TEXT TO READ
______________________________
A. Rights of Preferred Stock. The Board is authorized, subject to any limitations prescribed by law, to provide for the issuance of shares of Preferred Stock in series, and by filing a certificate pursuant to the applicable law of the State of Delaware (such certificate being hereinafter referred to as a “Preferred Stock Designation”), to establish from time to time the number of shares to be included in each such series, and to fix the designation, powers, preferences, and rights of the shares of each such series and any qualifications, limitations or restrictions thereof.

 

    B. Vote to Increase or Decrease Authorized Shares. The number of authorized shares of Preferred Stock may be increased or decreased (but not below the number of shares thereof then outstanding) by the affirmative vote of the holders of a majority of the voting power of all of the outstanding shares of stock of the Corporation entitled to vote thereon, without a vote of the holders of the Preferred Stock, or of any series thereof, unless a vote of any such holders is required pursuant to the terms of any Preferred Stock Designation, irrespective of the provisions of Section 242(b)(2) of the Delaware General Corporation Law.
______________________________
DATA EXCERPTS
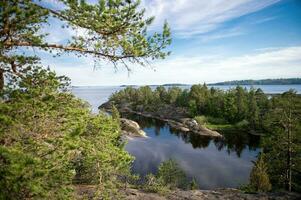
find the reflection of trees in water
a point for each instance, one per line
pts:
(232, 141)
(237, 142)
(197, 141)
______________________________
Please continue the charter passage on Preferred Stock, beginning right after its last sentence.

WRITTEN ANSWER
     
ARTICLE VII:   The following provisions are inserted for the management of the business and the conduct of the affairs of the Corporation, and for further definition, limitation and regulation of the powers of the Corporation and of its directors and stockholders:
     
    A. The business and affairs of the Corporation shall be managed by or under the direction of the Board. In addition to the powers and authority expressly conferred upon them by statute or by this Certificate or the Bylaws of the Corporation, the directors are hereby empowered to exercise all such powers and do all such acts and things as may be exercised or done by the Corporation.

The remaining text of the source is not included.